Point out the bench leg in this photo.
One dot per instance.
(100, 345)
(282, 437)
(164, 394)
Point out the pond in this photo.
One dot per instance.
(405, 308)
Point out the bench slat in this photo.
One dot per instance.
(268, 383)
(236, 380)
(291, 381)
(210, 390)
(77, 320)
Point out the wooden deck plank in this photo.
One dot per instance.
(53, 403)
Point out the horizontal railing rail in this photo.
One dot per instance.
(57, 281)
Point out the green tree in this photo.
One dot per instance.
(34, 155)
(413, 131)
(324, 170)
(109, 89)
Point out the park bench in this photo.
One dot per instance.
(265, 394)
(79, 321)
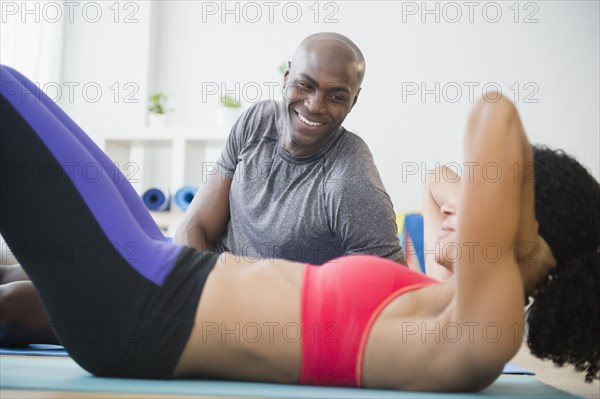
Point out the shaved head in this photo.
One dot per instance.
(321, 87)
(338, 47)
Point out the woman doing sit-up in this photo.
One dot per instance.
(124, 302)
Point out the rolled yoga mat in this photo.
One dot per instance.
(156, 200)
(184, 196)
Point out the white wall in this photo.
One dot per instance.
(554, 61)
(183, 47)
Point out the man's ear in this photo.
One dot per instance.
(355, 98)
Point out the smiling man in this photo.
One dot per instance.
(292, 182)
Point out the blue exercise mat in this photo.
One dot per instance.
(184, 196)
(36, 350)
(63, 374)
(58, 350)
(156, 200)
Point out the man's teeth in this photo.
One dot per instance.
(310, 123)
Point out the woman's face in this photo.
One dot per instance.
(447, 250)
::::::
— What to work on —
Lay out every line of the records above as a JSON list of strings, one string per line, with blank lines skipped and the pictures left out.

— Output of the exercise —
[
  "Point out the bench leg in this photo.",
  "One dot per instance.",
  "(100, 345)",
  "(282, 437)",
  "(164, 394)",
  "Point out the pond in this photo.",
  "One dot per instance.",
  "(405, 308)",
  "Point out the bench slat in this photo.",
  "One dot per instance.",
  "(268, 383)",
  "(236, 380)",
  "(291, 381)",
  "(210, 390)",
  "(77, 320)",
  "Point out the wooden deck plank in this photo.",
  "One dot per instance.",
  "(53, 403)",
  "Point out the horizontal railing rail in this photo.",
  "One dot per instance.",
  "(57, 281)",
  "Point out the green tree in this photo.",
  "One dot per instance.",
  "(34, 155)",
  "(413, 131)",
  "(324, 170)",
  "(109, 89)",
  "Point out the park bench in this photo.",
  "One dot per instance.",
  "(265, 394)",
  "(79, 321)",
  "Point out the shaved head in this photo.",
  "One dot per instance.",
  "(321, 87)",
  "(338, 47)",
  "Point out the woman doing sit-up in this photo.",
  "One dot per instance.",
  "(124, 302)",
  "Point out the rolled yoga mat in this photo.",
  "One dot per instance.",
  "(156, 200)",
  "(184, 196)",
  "Point out the white wall in this photo.",
  "One dot per instance.",
  "(554, 61)",
  "(183, 47)",
  "Point out the man's ear in this photo.",
  "One dot per instance.",
  "(355, 98)",
  "Point out the smiling man in this photo.",
  "One dot per instance.",
  "(292, 182)",
  "Point out the blue exercise mat in this photo.",
  "One dot per instance.",
  "(184, 196)",
  "(36, 350)",
  "(63, 374)",
  "(58, 350)",
  "(156, 200)",
  "Point out the man's teeth in this photo.",
  "One dot per instance.",
  "(310, 123)",
  "Point out the woman's face in this photo.",
  "One dot per instance.",
  "(447, 250)"
]